[Entries from a pointing dataset]
* * * *

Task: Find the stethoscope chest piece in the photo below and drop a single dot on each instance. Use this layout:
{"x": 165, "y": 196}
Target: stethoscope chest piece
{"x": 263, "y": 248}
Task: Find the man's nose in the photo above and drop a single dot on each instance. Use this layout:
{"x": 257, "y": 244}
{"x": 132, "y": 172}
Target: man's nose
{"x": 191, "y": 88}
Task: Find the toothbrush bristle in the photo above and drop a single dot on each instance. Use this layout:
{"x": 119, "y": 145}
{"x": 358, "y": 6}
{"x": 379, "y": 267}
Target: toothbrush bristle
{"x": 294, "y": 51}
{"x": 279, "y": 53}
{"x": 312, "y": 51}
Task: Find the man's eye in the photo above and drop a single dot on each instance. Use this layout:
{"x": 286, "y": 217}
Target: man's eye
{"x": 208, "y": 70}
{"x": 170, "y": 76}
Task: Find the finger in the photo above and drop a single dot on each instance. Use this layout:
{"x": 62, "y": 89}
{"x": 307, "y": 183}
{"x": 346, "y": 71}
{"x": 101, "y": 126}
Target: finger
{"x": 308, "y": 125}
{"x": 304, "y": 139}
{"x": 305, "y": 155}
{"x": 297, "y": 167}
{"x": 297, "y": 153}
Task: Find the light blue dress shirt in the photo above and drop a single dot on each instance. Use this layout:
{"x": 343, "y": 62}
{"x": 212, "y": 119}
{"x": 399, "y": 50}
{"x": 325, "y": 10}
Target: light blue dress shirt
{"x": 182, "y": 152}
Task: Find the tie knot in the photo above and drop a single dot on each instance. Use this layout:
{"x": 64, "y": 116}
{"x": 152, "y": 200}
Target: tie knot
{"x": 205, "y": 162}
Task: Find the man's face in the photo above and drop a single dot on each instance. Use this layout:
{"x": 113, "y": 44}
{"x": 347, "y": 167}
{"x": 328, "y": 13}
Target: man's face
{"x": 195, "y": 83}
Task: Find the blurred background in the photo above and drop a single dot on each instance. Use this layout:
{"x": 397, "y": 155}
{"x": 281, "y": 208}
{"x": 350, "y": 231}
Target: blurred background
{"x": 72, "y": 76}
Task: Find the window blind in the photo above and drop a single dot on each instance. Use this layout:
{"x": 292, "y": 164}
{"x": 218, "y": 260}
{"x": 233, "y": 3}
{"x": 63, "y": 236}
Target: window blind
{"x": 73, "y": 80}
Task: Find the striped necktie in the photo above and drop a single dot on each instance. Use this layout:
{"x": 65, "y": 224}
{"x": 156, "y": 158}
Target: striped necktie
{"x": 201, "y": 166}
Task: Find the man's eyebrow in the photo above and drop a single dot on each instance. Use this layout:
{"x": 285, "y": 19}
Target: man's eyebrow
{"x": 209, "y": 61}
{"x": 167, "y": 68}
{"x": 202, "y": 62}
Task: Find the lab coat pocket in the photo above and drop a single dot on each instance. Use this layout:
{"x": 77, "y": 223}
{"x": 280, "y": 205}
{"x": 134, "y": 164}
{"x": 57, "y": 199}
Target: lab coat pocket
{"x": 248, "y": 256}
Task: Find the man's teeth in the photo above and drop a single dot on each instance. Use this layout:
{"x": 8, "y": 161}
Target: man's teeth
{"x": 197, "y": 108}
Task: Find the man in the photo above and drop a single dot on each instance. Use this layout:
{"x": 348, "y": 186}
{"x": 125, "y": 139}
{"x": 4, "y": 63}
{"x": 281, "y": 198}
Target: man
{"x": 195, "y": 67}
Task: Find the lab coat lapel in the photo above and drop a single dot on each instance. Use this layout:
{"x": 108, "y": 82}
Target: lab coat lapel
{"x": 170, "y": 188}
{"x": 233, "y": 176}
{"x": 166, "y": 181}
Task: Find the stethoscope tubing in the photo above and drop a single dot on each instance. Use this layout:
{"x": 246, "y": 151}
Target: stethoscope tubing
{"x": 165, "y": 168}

* * * *

* **Task details**
Copy each record from above without leaving any out.

* **Answer in full**
Task: Find the stethoscope chest piece in the photo below and drop a single dot on each instance. Use this layout:
{"x": 165, "y": 196}
Target: stethoscope chest piece
{"x": 263, "y": 248}
Task: Find the man's nose in the photo above and drop a single dot on each instance. Use this layout:
{"x": 257, "y": 244}
{"x": 132, "y": 172}
Target: man's nose
{"x": 191, "y": 88}
Task: Find the toothbrush bristle in the photo above and drop a single dot on each instance. Use this layout:
{"x": 119, "y": 145}
{"x": 358, "y": 6}
{"x": 379, "y": 267}
Target: toothbrush bristle
{"x": 294, "y": 51}
{"x": 279, "y": 53}
{"x": 312, "y": 51}
Task: Find the man's eye in the photo above and drop a single dot on each instance. Use this layout:
{"x": 286, "y": 217}
Target: man's eye
{"x": 208, "y": 70}
{"x": 170, "y": 76}
Task: Find the finger in the photo above and drop a single dot on each instance. Use this layout:
{"x": 62, "y": 89}
{"x": 307, "y": 183}
{"x": 346, "y": 71}
{"x": 101, "y": 126}
Target: finger
{"x": 308, "y": 125}
{"x": 304, "y": 139}
{"x": 305, "y": 155}
{"x": 297, "y": 167}
{"x": 297, "y": 153}
Task: Find the light blue dress shirt in the photo above and drop a single dot on each instance. Use this layout:
{"x": 343, "y": 62}
{"x": 212, "y": 119}
{"x": 399, "y": 50}
{"x": 325, "y": 10}
Target: light blue dress shirt
{"x": 182, "y": 152}
Task: Find the tie knot in the photo above and drop a single dot on each instance. Use this layout:
{"x": 64, "y": 116}
{"x": 152, "y": 200}
Target: tie knot
{"x": 205, "y": 162}
Task: Find the man's face in the photo above and drop a single dot on each instance. Use this layout:
{"x": 113, "y": 44}
{"x": 347, "y": 167}
{"x": 328, "y": 13}
Target: man's face
{"x": 195, "y": 83}
Task: Find the blurred background in the photo above and drop a single dot on each instance. Use this layout:
{"x": 397, "y": 155}
{"x": 281, "y": 208}
{"x": 350, "y": 231}
Target: blurred background
{"x": 72, "y": 76}
Task: Find the window blind in the photo above and drop a single dot on each instance. Use this layout:
{"x": 292, "y": 164}
{"x": 218, "y": 260}
{"x": 233, "y": 3}
{"x": 63, "y": 236}
Target: window blind
{"x": 73, "y": 80}
Task: Find the striped necktie in the photo above and drop a single dot on each instance. Use this layout:
{"x": 65, "y": 224}
{"x": 156, "y": 158}
Target: striped necktie
{"x": 201, "y": 166}
Task: Find the man's eyebrow in the photo above and drop a single dot on each instance. Use this layout:
{"x": 285, "y": 19}
Target: man's eyebrow
{"x": 209, "y": 61}
{"x": 167, "y": 68}
{"x": 202, "y": 62}
Task: Find the lab coat pocket in the photo above and drop a single dot on each instance. Use this layout:
{"x": 77, "y": 223}
{"x": 280, "y": 205}
{"x": 134, "y": 164}
{"x": 57, "y": 199}
Target: lab coat pocket
{"x": 248, "y": 256}
Task: Find the man's teeth in the photo above and drop a single dot on each instance. Use this layout:
{"x": 8, "y": 161}
Target: man's teeth
{"x": 197, "y": 108}
Task: Find the man in the photo above and drop a single dot on each instance. Use this layout:
{"x": 348, "y": 186}
{"x": 125, "y": 139}
{"x": 4, "y": 63}
{"x": 281, "y": 198}
Target: man
{"x": 195, "y": 67}
Task: Find the lab coat lapel in the photo above and drop a single dot on each instance. Use this layout:
{"x": 108, "y": 82}
Target: lab coat lapel
{"x": 170, "y": 188}
{"x": 233, "y": 176}
{"x": 166, "y": 181}
Task: Find the stethoscope tubing in the photo above and drop a single dot on each instance. Use this layout:
{"x": 246, "y": 151}
Target: stethoscope tubing
{"x": 165, "y": 168}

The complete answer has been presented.